■ **Required action**
Below are records; work out how many of their lines contain "floor" and give only that number.

^^^^^^^^^^^^^^^^

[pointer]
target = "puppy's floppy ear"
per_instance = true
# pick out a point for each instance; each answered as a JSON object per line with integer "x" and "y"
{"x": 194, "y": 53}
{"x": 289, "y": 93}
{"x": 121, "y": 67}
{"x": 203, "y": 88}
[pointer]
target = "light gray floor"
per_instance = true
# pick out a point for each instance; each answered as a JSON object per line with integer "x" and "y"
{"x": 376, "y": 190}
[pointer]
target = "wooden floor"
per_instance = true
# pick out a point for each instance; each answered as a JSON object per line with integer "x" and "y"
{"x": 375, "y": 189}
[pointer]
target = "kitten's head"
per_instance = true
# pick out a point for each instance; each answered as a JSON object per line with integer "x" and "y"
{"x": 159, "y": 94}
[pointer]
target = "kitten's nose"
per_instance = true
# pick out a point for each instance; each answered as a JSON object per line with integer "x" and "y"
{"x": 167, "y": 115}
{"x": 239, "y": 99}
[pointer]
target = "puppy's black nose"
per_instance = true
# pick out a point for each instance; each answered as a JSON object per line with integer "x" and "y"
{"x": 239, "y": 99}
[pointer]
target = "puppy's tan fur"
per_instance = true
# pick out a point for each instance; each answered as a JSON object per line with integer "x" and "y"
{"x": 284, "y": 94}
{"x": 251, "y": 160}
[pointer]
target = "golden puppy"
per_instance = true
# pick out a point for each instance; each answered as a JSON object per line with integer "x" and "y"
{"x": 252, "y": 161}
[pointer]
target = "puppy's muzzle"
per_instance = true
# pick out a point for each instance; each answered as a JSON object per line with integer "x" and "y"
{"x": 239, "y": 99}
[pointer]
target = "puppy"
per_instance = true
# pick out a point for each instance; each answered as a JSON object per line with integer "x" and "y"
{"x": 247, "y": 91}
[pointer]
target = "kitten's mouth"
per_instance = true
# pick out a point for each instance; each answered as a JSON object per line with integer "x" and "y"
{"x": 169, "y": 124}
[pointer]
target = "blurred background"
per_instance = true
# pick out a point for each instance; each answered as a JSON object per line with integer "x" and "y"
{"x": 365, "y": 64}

^^^^^^^^^^^^^^^^

■ **Your solution**
2